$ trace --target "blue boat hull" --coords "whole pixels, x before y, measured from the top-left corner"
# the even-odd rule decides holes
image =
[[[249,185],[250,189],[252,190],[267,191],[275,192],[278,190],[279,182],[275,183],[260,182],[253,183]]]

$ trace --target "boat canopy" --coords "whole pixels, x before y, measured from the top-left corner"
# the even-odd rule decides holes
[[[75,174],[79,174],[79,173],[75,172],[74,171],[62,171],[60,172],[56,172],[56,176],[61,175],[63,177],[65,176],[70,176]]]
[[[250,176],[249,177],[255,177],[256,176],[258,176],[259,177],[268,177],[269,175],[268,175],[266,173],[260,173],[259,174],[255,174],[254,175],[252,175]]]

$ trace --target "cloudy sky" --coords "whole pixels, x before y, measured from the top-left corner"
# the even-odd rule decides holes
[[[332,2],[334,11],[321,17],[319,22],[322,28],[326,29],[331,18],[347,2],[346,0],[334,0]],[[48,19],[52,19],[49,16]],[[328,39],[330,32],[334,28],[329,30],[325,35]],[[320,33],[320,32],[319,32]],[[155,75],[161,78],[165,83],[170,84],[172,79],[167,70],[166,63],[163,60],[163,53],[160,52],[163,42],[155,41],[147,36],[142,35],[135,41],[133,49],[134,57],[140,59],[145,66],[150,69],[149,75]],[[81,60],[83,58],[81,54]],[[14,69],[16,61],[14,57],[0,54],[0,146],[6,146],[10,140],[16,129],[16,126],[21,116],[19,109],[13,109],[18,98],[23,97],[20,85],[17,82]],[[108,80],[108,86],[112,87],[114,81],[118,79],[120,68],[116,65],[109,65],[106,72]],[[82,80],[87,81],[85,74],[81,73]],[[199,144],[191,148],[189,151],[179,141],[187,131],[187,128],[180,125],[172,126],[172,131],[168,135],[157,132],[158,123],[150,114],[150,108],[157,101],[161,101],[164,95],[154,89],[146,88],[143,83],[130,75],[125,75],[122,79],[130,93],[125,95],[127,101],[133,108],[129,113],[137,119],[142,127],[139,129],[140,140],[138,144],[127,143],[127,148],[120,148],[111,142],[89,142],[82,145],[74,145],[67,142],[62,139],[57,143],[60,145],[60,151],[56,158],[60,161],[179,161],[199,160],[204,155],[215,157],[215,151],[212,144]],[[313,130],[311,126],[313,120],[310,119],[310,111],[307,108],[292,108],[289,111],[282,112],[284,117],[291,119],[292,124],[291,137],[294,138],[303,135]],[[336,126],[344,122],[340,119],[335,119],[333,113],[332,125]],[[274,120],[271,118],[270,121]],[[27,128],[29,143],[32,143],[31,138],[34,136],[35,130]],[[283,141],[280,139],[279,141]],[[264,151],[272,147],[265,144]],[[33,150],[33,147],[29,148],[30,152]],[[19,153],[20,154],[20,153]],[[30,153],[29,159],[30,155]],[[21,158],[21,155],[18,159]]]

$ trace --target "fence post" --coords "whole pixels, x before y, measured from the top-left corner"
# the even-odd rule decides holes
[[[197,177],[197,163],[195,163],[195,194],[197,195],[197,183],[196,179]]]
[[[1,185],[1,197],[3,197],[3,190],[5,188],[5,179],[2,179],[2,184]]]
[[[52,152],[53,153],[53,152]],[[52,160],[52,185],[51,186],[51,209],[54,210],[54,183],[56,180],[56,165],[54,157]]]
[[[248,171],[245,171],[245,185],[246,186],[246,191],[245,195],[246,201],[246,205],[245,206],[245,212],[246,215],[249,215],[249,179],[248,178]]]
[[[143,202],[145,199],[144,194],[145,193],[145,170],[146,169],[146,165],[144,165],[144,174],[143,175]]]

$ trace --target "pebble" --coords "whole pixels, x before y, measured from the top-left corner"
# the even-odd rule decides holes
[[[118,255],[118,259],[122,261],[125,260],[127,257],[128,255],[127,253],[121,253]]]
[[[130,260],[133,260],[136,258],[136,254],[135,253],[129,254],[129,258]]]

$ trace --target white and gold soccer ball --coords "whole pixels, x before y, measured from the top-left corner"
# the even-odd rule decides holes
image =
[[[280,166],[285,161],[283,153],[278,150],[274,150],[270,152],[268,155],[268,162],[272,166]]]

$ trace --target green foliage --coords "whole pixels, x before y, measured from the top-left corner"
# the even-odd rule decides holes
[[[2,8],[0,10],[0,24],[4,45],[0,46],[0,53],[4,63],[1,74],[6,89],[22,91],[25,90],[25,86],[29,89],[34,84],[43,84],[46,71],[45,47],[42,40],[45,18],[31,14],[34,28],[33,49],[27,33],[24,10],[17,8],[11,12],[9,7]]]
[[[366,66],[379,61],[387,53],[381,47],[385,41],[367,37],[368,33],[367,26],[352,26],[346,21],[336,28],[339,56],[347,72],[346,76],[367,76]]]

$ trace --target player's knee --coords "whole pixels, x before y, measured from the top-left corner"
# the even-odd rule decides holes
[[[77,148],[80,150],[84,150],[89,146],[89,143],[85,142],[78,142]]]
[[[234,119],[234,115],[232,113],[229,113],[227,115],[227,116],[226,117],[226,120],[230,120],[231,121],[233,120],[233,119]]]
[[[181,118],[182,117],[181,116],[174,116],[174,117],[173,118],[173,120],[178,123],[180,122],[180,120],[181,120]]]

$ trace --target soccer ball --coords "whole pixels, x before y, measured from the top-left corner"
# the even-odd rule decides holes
────
(DESCRIPTION OF THE TASK): Rewrite the stretch from the line containing "trace --target green" through the end of the material, keeping every line, with each coordinate in the answers multiplied by 1.45 and rounded to a whole number, halves rounded up. Leave everything else on those lines unchanged.

(EXERCISE RESULT):
$ trace --target green foliage --coords "whole pixels, x before y, measured from the top-left corner"
# the even-odd rule decides holes
[[[3,12],[0,15],[0,35],[6,65],[0,67],[0,77],[6,91],[1,107],[9,129],[32,132],[36,131],[36,125],[42,129],[49,122],[62,122],[67,103],[65,68],[61,58],[65,26],[45,20],[49,41],[48,71],[39,48],[35,15],[25,12],[16,17],[13,10]]]
[[[531,96],[550,88],[561,77],[552,68],[558,59],[532,54],[534,48],[532,38],[510,38],[502,30],[487,41],[492,81],[503,104],[502,110],[532,110]]]

$ trace --target player's knee --coords "whole pixels, x before y, measured from the top-left corner"
# the even-odd rule decides holes
[[[112,215],[116,218],[122,218],[129,212],[129,207],[123,206],[113,206]]]
[[[339,173],[339,167],[336,164],[332,164],[329,167],[329,168],[328,170],[328,174],[334,174],[335,175],[338,174],[338,173]]]
[[[262,171],[264,170],[262,168],[252,168],[252,170],[251,171],[251,174],[258,178],[261,177],[261,174],[262,174]]]

$ trace --target soccer ball --coords "whole pixels, x before y, measured from the top-left corner"
# the even-odd rule decides holes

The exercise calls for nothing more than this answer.